_Stored records:_
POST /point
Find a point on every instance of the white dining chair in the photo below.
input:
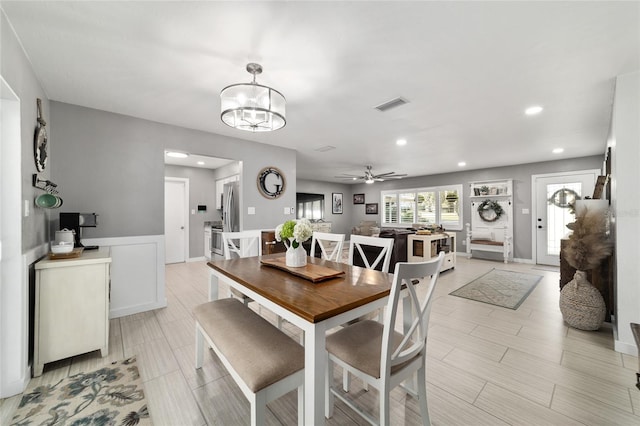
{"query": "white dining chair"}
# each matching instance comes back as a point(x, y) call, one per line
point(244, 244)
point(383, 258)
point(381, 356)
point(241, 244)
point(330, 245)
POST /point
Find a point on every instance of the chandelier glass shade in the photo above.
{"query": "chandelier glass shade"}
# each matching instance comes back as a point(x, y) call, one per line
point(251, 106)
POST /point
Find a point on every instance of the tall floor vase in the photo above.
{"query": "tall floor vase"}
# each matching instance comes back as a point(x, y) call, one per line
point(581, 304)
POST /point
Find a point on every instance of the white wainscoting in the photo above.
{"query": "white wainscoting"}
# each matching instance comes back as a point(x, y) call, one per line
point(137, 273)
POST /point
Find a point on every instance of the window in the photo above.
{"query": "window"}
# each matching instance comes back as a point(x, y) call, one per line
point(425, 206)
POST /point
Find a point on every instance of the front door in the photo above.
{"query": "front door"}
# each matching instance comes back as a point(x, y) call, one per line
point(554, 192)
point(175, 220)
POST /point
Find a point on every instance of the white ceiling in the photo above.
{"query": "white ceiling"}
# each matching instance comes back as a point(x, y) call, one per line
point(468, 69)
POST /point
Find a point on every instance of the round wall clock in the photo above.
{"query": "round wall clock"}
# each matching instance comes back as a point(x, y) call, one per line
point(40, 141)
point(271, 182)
---
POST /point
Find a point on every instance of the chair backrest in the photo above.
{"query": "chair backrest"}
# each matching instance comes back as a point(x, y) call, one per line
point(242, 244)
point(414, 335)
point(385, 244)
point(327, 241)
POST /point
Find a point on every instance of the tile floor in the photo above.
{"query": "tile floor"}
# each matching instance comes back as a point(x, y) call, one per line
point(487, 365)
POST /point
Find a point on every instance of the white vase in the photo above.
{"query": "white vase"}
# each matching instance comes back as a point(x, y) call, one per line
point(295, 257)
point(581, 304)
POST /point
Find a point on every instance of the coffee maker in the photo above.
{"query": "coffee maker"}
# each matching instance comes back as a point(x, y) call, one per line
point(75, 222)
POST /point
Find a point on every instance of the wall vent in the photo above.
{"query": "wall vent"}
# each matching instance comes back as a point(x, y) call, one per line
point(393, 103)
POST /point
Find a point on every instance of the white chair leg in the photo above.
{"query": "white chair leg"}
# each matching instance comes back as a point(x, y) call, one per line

_Work to complete:_ Which lines in the records above contain the string "shade"? Pick out each one and copy it, matching case exactly.

_Output of the exercise:_
Find a point on every instance of the chandelier glass shade in the photo above.
{"query": "chandelier glass shade"}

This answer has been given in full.